#### TASK ITEM:
Would you please set down the lines of the data from the one containing "white banner in the image." to the final line, exactly and only those?

SUPPLIED DATA Block Start

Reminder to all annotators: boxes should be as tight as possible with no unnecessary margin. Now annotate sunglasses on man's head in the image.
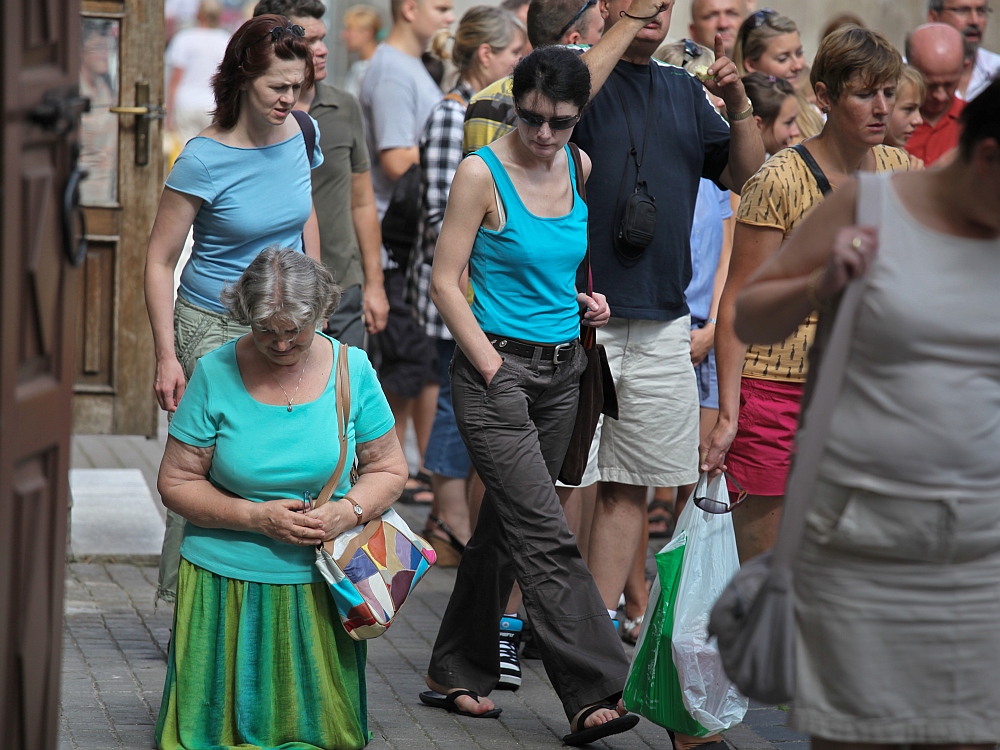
[248,23,306,50]
[514,105,581,131]
[557,0,598,41]
[683,38,703,61]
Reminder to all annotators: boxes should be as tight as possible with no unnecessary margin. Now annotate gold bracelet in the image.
[727,99,754,122]
[805,268,831,312]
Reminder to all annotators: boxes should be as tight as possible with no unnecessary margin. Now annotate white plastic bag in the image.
[671,474,747,733]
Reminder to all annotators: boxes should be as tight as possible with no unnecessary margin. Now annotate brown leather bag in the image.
[558,144,619,486]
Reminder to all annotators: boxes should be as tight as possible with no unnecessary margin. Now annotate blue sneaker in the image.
[498,616,523,691]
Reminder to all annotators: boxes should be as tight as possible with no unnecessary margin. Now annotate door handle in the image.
[111,82,163,166]
[64,142,89,267]
[30,87,90,135]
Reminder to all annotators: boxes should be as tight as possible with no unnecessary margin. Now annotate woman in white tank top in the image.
[731,81,1000,749]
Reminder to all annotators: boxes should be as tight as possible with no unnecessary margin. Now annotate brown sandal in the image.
[422,514,465,568]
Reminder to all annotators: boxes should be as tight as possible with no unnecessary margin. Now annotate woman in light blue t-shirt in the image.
[145,15,324,604]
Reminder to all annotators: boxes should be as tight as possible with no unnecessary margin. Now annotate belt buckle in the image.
[553,342,573,364]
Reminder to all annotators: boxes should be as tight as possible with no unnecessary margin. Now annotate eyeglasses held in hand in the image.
[693,472,749,514]
[249,23,306,50]
[557,0,598,42]
[514,105,581,131]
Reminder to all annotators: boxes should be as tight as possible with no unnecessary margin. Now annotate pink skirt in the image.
[725,377,803,497]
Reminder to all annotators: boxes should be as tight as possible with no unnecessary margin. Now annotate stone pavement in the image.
[64,429,808,750]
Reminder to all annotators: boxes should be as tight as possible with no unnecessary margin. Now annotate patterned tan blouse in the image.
[736,144,910,382]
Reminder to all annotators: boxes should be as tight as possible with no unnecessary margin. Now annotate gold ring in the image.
[851,237,862,250]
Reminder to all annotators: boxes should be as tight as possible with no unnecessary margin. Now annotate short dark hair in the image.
[252,0,326,19]
[959,78,1000,159]
[212,14,315,130]
[512,46,590,112]
[526,0,593,48]
[811,25,901,103]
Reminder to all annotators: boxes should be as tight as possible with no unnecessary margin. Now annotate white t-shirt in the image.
[166,26,231,114]
[962,47,1000,101]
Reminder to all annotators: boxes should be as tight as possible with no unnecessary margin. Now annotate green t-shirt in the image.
[169,333,394,584]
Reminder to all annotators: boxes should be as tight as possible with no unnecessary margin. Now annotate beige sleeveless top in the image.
[819,174,1000,498]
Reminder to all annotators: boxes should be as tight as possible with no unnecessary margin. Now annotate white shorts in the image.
[595,316,700,487]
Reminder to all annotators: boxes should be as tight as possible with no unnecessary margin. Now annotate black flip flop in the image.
[418,690,502,719]
[563,704,640,746]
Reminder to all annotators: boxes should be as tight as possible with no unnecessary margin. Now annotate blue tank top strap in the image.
[473,144,579,218]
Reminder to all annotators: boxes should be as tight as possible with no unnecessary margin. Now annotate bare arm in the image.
[157,436,327,545]
[144,187,201,411]
[305,430,408,540]
[351,171,388,334]
[430,156,504,384]
[304,204,320,261]
[735,180,875,344]
[690,207,735,365]
[581,0,667,97]
[703,35,766,193]
[699,221,784,474]
[380,147,419,182]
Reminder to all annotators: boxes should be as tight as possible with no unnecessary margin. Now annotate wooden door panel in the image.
[2,0,81,747]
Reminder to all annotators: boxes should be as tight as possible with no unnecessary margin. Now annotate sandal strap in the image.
[647,499,674,514]
[572,703,617,733]
[426,514,467,554]
[446,689,479,707]
[622,614,644,631]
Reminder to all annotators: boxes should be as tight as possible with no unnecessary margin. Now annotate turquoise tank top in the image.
[470,144,588,344]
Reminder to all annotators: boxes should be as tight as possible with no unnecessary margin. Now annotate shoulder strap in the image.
[568,143,596,350]
[315,343,353,509]
[291,109,316,166]
[771,173,882,569]
[792,143,832,196]
[444,91,469,108]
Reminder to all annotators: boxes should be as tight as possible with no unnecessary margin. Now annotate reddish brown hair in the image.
[211,14,315,129]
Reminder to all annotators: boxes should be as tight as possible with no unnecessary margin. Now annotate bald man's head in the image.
[689,0,746,57]
[906,23,966,120]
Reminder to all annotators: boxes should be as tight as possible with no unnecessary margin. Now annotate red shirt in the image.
[906,96,965,166]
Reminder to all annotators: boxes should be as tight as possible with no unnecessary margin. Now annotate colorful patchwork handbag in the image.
[313,344,437,640]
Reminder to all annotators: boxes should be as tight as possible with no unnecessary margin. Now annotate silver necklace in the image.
[267,348,311,411]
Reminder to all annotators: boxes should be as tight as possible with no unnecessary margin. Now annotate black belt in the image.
[485,333,576,364]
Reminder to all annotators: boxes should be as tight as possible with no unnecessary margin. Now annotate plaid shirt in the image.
[408,82,474,340]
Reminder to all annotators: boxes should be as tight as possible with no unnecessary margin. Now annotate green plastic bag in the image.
[623,532,710,736]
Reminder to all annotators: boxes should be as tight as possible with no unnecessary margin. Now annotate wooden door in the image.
[72,0,163,436]
[0,1,85,747]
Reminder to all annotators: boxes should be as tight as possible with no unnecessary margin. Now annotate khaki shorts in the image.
[595,316,700,487]
[158,297,251,603]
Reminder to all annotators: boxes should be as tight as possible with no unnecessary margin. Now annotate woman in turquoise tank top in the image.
[419,48,640,747]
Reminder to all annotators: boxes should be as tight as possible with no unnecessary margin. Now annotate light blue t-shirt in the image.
[685,179,733,322]
[469,145,587,345]
[169,333,394,584]
[166,119,324,313]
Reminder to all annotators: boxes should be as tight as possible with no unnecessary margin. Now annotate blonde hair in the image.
[429,5,524,75]
[653,39,716,71]
[733,12,799,76]
[343,4,382,34]
[899,64,927,103]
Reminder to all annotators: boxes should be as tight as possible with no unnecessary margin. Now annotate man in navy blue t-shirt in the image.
[571,0,764,645]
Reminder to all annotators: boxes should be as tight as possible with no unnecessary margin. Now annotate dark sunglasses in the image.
[683,38,703,61]
[693,473,748,515]
[557,0,598,41]
[738,8,777,48]
[514,105,581,131]
[248,23,306,50]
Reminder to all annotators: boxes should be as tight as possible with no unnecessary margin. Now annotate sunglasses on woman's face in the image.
[514,105,581,131]
[249,23,306,50]
[693,472,749,514]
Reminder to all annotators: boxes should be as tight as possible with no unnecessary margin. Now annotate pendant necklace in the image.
[268,349,311,412]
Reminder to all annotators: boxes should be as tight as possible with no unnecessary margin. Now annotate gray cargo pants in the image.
[427,342,630,721]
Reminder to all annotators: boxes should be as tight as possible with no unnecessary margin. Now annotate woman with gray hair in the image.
[154,247,407,750]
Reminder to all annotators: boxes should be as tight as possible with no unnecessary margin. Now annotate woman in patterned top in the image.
[407,6,525,566]
[702,26,910,562]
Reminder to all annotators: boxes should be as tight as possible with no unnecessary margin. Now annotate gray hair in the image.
[221,246,341,330]
[928,0,945,12]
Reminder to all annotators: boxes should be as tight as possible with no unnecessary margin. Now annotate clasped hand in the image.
[254,498,356,546]
[578,291,610,328]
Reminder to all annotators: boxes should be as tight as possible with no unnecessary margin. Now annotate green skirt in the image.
[155,558,370,750]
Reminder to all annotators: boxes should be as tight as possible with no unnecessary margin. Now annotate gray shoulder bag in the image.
[707,171,882,704]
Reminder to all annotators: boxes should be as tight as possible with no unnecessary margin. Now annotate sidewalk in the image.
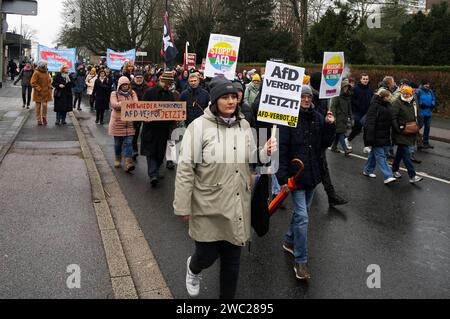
[0,84,114,298]
[430,114,450,143]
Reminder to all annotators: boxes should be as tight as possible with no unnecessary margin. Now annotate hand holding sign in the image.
[257,61,305,128]
[325,111,336,124]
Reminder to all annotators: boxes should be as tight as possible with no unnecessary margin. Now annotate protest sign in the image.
[319,52,345,99]
[121,101,187,122]
[257,61,305,128]
[38,45,76,73]
[107,48,136,71]
[187,53,197,70]
[204,34,240,80]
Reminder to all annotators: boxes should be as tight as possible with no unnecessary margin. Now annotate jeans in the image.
[146,156,163,178]
[392,145,416,178]
[189,241,242,299]
[286,188,316,264]
[56,112,67,123]
[114,136,133,159]
[333,133,348,151]
[22,85,32,106]
[419,116,432,145]
[363,146,393,180]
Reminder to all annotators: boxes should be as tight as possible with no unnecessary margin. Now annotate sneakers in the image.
[363,172,377,178]
[328,194,349,207]
[294,263,311,280]
[384,177,397,185]
[410,176,423,184]
[186,257,201,297]
[344,138,352,150]
[283,242,294,256]
[393,171,402,179]
[363,147,372,154]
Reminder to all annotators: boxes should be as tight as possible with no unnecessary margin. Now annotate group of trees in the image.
[58,0,450,66]
[305,1,450,65]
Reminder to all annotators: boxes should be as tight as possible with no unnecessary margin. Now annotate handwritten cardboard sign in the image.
[121,101,186,122]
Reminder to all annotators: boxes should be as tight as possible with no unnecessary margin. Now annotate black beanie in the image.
[310,72,322,91]
[209,76,238,104]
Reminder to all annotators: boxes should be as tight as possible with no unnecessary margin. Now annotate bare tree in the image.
[21,25,38,41]
[59,0,163,57]
[170,0,224,55]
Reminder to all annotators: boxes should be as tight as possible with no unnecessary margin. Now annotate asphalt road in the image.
[79,107,450,299]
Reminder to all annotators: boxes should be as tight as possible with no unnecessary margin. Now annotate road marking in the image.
[347,153,450,185]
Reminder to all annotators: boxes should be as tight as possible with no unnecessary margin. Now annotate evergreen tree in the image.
[219,0,275,62]
[394,2,450,65]
[304,6,366,63]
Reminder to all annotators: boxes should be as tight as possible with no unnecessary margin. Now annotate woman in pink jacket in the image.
[109,76,138,172]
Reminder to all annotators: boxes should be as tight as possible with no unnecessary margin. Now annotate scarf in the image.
[220,116,237,125]
[62,72,71,83]
[118,90,131,97]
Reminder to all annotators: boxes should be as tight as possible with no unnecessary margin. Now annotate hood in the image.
[117,76,130,89]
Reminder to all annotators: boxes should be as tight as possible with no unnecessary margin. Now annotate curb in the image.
[69,112,139,299]
[0,110,30,165]
[70,111,173,299]
[430,135,450,144]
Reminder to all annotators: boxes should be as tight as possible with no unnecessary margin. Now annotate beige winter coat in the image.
[173,107,269,247]
[86,74,97,95]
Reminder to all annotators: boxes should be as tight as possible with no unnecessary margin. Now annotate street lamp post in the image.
[19,14,22,63]
[0,0,4,88]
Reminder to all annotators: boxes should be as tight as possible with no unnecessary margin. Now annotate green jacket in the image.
[391,98,418,146]
[173,107,268,247]
[244,82,260,106]
[330,94,352,134]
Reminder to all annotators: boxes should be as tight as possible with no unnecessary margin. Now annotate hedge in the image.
[237,64,450,112]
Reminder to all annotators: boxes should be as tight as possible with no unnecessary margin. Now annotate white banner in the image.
[319,52,345,99]
[204,34,240,80]
[257,61,305,128]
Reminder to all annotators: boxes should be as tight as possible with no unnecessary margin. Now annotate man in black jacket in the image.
[131,70,150,161]
[277,85,336,281]
[347,74,373,151]
[141,71,176,187]
[310,72,348,207]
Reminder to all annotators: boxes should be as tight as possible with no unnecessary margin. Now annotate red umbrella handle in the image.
[268,159,304,216]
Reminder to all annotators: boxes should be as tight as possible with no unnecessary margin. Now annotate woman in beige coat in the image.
[174,76,276,299]
[85,67,97,111]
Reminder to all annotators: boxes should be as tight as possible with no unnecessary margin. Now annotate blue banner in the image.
[107,49,136,71]
[38,45,76,73]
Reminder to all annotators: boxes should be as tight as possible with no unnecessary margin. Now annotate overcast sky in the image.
[6,0,63,47]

SUPPLIED DATA Block End

#### PROBLEM SOLUTION:
Reminder to all annotators: boxes should be as tight as possible with no unnecessary margin. Now annotate white banner in the image.
[319,52,345,99]
[204,34,240,80]
[257,61,305,128]
Reminder to all annotators: boxes should be as tight as possible with no unnecessary margin. Now annotate man in black jacket in the image.
[131,70,150,161]
[277,85,336,281]
[347,74,373,151]
[141,71,176,187]
[310,72,348,207]
Reminder to all annotators: boxes should be as tight as possible with no unnecessary margin. Now annotate red umbrella handle in the image.
[268,159,304,216]
Reminder to all annotators: boxes should be as tight as possible with no unnecessary margin. Now annotate woman in beige coat in the image.
[174,76,276,299]
[85,67,97,111]
Reminder to all annotators: boxes should be as tight as possible with no unnecessary margin. Now annotate blue banner in the image.
[107,49,136,71]
[38,45,76,73]
Reminder to all annotators: boxes should be as tight as possible with no unnecessary margin. Now annotate overcast sky in the image.
[6,0,63,47]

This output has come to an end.